**Document section:**
------------
To calculate time phases in arrest data, this analysis assumes there is a timeline of linear events that starts with arrest, proceeds to lockup, and ends in either a release from lockup or a court date. For example, erroneous records are tagged and omitted wherever the lockup or release date pre-dates the arrest date. There are other records that may be considered erroneous such as when the age of a person is over 100 years old (these exist); however, since the age of a person is not taken into account, as long as the other fields are valid, they are not omitted. Least, but perhaps most importantly, there are a number of extreme outliers in holding times that were excluded for this analysis. For example, there is a single holding time at 1,900 hours and a dozen or so between 100 and 500 hours - are these real cases or clerical errors?

Charge Categorization

To make sense of charges, this analysis categorizes each record according to two tiers. Our senior staff attorney hand classified several thousand records to create a mapping key from charge description to charge category to create 39 detailed classifications (Tier 2). The detailed classifications were further grouped into eight primary categories (Tier 1). Using the mapping table and classification guide, we leveraged a combination of algorithms to match and classify each arrest record’s charges to a category.

Charge Classification Categories

Tier 2 (Micro Cat)	Tier 1 (Macro Cat)
Violation of Release, Warrant/FTA	CourtRelated
Cannabis, Narcotics	Drug
Assault, Battery, Domestic Violence, Murder-1st Degree, Harassment/Stalking/Intimidation, Child/Minor Related, Homicide (Not 1st Degree), Kidnapping, Sex Crime, VOOP	Person
DUI, DSL, Vehicle/Traffic	Vehicle
Firearm Discharge, Weapon - Non-Firearm, Gun Possession	Weapon
Trespass, PSMV/CTTV, Criminal Damage, Arson, Retail Theft, Burglary, Theft, Robbery, Fraud/ID Theft, Fraud/Theft	Property
Tobacco, Nuisance, Disorderly/Reckless Conduct, Gambling, Resisting Arrest/Obstructing Officer, Prostitution, Registry, Escape	PublicOrder
Other	Other

Although not explicitly leveraged in this story, we also applied a similar method to tagging whether a given charge is policed-related or not. In addition, whether a charge is considered a ‘forcible’ crime. For instance, a police-related charge is largely characterized by resisting arrest or assault against a police officer. Similarly, a forcible classification usually includes charges involving battery but not weapons charges. The following table is an example table used to classify the main dataset. Note: the police and forcible flags were primarily created based on the text of the charge description and not the Tier 2 classification.
------------
**Data supplied:**

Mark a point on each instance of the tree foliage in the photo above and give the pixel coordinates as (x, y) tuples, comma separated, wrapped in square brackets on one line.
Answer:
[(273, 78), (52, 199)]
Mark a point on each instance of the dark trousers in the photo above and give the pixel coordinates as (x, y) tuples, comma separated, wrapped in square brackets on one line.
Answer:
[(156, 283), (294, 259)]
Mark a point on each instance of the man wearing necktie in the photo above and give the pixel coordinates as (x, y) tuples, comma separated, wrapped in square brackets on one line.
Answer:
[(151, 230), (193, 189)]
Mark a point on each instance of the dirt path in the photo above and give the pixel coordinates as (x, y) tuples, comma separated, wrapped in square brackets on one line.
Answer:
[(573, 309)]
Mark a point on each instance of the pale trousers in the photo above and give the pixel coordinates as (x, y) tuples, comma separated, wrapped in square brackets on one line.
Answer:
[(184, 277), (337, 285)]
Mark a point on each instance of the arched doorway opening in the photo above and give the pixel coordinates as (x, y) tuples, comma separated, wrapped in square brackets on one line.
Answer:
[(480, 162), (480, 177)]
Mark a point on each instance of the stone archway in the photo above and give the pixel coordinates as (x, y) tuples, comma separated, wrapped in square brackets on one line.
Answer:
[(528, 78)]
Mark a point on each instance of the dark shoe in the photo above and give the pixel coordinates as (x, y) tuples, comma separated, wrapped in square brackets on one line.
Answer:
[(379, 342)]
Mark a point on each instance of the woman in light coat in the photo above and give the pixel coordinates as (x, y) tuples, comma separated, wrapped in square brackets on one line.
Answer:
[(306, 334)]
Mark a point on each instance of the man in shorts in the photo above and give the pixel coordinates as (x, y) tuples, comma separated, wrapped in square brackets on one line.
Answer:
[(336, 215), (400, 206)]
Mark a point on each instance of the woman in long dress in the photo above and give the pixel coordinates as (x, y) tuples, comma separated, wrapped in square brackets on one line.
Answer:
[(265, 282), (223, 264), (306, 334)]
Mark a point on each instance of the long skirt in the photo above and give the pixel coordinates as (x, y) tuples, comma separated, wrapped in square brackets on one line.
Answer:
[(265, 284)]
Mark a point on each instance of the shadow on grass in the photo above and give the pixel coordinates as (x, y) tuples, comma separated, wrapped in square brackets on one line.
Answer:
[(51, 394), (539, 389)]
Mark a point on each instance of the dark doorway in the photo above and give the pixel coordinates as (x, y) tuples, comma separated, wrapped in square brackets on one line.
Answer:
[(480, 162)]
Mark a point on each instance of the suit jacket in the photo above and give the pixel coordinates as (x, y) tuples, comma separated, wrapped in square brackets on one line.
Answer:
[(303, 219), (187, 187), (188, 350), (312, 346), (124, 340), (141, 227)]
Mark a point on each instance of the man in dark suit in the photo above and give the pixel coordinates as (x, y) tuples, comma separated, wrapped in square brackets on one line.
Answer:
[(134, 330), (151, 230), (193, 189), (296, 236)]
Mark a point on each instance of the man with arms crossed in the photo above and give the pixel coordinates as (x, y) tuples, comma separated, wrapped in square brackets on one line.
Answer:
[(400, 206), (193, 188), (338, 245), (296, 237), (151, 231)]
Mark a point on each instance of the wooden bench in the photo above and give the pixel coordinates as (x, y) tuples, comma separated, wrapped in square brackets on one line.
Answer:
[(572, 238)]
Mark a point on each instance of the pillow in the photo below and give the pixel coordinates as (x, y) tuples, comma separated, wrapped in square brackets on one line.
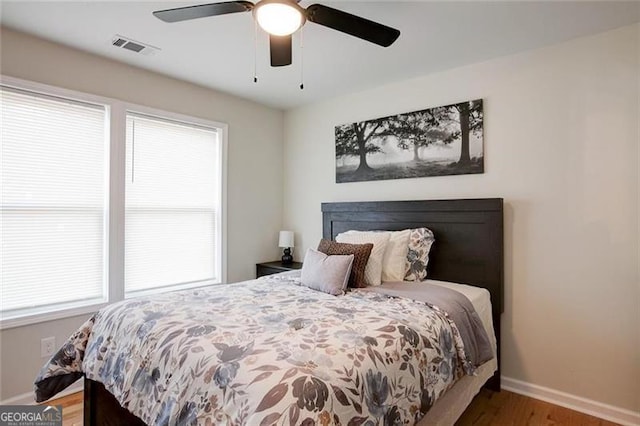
------------
**Required actions:**
a - Answer these questions about the arrest-data methodology, each on its own line:
(i) How many detailed classifications make up Tier 2?
(ii) Who hand classified several thousand records to create the mapping key?
(iii) On what were the police and forcible flags primarily based?
b - Turn the paragraph of the arrest-data methodology that begins "To make sense of charges" into a short bulleted list that keeps its main facts.
c - Continue the arrest-data methodology from its final sentence.

**Exercise results:**
a -
(i) 39
(ii) The senior staff attorney
(iii) The text of the charge description, not the Tier 2 classification

b -
- Each record is categorized according to two tiers.
- The senior staff attorney hand classified several thousand records, producing a mapping key from charge description to charge category with 39 detailed classifications (Tier 2).
- These detailed classifications were grouped into eight primary categories (Tier 1).
- Using the mapping table and classification guide, a combination of algorithms matched each arrest record's charges to a category.

c -
Police Related and Forcible Flags

Tier 2 (Micro Cat)	police_related	forcible
Battery	TRUE	TRUE
Assault	TRUE	FALSE
Disorderly/Reckless Conduct	TRUE	FALSE
Escape	TRUE	FALSE
Firearm Discharge	TRUE	FALSE
Other	TRUE	FALSE
Resisting Arrest/Obstructing Officer	TRUE	FALSE
Vehicle/Traffic	TRUE	FALSE

Data Classification and Machine Learning

Classifying each arrest charge according to the aforementioned schemes proved to be a difficult task. For instance, in this analysis, it sufficed to know whether a charge was primarily concerned with Cannabis at a detailed level and then at a higher level, to know it was generally a Drug related charge. However, in just one instance out of thousands, the charge description varied wildly for a subset of cannabis charges. Further, since a given arrest may have multiple charges and the dataset is updated on a daily basis, it became clear that it is not possible to actively map each charge by hand. Worse yet, there was not a one-to-one mapping that would allow us to derive the classifications according to our chosen scheme based on the remaining fields.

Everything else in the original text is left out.